Source data:
────────────────────────────────────────

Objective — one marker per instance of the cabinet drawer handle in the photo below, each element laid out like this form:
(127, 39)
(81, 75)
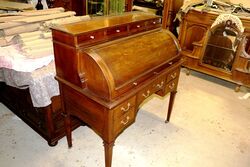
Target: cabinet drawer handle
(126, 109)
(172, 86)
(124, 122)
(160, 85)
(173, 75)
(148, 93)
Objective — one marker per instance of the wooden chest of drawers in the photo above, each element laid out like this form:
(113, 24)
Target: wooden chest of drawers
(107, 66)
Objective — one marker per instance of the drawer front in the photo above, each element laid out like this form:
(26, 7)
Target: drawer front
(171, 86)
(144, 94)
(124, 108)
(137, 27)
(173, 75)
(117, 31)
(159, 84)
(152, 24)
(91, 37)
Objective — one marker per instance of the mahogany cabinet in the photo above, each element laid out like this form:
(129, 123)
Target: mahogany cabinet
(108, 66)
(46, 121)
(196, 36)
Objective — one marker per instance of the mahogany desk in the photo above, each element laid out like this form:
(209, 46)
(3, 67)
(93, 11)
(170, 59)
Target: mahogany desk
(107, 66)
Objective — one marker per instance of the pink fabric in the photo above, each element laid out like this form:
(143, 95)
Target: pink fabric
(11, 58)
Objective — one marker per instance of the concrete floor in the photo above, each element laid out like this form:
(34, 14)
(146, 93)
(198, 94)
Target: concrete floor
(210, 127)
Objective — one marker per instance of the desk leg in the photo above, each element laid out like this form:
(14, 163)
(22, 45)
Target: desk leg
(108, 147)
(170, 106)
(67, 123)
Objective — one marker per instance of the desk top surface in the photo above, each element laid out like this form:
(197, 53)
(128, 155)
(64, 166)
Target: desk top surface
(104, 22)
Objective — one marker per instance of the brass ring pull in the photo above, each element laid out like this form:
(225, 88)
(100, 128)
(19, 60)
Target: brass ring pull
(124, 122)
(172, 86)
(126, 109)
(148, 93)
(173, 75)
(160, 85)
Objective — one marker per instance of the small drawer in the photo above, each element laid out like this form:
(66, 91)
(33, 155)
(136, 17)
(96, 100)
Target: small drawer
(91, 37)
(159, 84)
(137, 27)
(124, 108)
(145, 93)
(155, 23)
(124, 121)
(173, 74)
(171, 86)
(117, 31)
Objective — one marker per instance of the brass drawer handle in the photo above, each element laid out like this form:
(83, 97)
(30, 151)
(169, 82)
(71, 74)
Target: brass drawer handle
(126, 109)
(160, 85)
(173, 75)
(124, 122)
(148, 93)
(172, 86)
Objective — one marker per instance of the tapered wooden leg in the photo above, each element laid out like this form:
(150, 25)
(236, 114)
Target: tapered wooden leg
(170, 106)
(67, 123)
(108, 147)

────────────────────────────────────────

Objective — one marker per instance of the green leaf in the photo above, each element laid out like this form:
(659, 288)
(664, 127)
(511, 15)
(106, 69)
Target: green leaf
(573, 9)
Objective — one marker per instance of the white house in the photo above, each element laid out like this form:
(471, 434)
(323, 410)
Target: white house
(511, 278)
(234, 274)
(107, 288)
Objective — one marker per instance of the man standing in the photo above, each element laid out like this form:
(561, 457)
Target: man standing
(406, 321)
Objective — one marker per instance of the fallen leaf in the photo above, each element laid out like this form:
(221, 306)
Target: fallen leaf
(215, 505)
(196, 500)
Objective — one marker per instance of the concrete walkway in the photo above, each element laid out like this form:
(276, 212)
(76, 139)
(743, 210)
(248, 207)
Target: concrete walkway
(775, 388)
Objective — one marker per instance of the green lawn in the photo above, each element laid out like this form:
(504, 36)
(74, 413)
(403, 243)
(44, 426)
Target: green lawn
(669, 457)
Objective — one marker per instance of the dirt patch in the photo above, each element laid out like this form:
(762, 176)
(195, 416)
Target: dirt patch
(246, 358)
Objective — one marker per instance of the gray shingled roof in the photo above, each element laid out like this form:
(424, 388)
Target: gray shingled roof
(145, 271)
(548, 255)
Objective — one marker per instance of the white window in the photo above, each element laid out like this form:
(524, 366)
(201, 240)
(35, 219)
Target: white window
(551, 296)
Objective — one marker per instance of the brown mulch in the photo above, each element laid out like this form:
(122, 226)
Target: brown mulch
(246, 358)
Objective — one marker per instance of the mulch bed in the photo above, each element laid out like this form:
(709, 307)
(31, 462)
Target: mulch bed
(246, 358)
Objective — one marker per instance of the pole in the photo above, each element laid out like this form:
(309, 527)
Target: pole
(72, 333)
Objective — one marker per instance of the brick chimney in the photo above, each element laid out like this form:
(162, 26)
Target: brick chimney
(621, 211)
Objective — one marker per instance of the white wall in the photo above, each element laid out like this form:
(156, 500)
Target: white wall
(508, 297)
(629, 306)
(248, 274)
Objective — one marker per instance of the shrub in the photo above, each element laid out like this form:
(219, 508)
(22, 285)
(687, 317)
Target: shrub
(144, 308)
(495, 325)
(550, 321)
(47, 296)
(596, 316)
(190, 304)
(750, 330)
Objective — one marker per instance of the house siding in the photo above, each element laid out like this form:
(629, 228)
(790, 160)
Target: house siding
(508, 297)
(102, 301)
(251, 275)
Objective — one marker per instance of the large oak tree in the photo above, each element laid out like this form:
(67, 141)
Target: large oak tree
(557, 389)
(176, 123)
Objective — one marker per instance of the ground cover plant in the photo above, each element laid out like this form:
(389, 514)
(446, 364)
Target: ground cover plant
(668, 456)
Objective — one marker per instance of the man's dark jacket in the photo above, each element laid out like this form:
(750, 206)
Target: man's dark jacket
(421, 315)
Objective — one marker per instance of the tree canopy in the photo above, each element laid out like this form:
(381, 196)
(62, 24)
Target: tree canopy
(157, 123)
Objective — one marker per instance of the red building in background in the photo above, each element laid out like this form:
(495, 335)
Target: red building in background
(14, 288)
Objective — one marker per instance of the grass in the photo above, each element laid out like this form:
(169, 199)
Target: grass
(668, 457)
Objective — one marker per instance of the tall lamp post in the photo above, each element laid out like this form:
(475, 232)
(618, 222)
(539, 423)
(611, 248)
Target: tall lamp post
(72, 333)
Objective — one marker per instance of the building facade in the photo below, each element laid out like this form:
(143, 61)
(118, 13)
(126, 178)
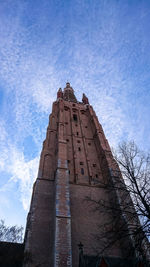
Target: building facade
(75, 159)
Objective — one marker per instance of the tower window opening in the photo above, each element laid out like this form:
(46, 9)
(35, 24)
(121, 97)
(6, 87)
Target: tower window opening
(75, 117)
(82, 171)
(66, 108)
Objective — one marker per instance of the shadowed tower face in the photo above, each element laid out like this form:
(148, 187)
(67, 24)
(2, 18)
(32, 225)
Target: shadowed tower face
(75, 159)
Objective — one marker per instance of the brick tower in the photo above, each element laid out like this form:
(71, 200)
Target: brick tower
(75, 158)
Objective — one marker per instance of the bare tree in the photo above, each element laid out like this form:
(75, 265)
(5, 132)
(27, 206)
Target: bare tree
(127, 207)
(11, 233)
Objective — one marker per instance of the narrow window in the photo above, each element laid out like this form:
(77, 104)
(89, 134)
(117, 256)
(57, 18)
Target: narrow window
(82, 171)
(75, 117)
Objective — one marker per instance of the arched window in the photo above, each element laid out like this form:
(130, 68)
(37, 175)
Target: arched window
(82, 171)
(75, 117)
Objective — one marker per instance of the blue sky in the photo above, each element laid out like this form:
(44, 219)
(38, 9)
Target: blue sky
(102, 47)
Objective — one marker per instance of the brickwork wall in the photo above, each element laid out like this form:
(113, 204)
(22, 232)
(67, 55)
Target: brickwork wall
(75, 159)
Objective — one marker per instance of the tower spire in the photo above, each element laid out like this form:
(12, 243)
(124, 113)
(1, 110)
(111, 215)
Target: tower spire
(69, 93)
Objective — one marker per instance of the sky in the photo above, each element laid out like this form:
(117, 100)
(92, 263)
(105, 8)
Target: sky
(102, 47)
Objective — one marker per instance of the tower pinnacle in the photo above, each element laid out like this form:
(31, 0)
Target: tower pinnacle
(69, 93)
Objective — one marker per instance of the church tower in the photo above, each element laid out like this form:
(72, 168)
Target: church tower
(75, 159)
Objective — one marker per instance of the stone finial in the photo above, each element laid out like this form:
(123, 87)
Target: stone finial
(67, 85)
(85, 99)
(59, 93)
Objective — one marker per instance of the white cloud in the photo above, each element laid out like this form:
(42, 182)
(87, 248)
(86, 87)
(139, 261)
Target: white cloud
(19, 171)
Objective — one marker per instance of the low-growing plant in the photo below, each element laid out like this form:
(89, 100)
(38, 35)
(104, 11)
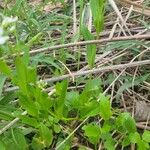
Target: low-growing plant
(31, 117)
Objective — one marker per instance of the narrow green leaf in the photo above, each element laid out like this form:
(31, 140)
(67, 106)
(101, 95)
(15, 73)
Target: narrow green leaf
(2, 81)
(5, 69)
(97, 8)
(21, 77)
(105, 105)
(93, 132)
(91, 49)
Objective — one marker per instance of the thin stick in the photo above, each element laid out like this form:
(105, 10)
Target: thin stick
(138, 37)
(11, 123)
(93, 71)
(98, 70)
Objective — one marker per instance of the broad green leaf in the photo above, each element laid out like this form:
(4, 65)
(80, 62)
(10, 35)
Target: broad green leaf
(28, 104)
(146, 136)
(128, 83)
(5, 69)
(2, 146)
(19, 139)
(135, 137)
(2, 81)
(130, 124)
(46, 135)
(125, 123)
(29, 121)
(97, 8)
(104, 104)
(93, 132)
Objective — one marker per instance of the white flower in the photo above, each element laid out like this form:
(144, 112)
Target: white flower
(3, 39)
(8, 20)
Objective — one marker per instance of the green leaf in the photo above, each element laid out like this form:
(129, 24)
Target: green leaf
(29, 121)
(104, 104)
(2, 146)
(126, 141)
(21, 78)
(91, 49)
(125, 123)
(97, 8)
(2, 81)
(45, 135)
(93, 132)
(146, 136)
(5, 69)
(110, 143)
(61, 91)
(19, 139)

────────────────────────────────────────

WHAT IS BEING ASKED:
Copy out each line of the data in which the word "below" appears.

EXPECTED ANSWER:
Objective — one marker per instance of the cabinet drawer handle in the photo below, each element laid out like this form:
Objective — one marker per instance of the building facade in the photo below, each element laid out like this form:
Objective — one marker per instance of the low-growing plant in the photo below, each element laid out like this form:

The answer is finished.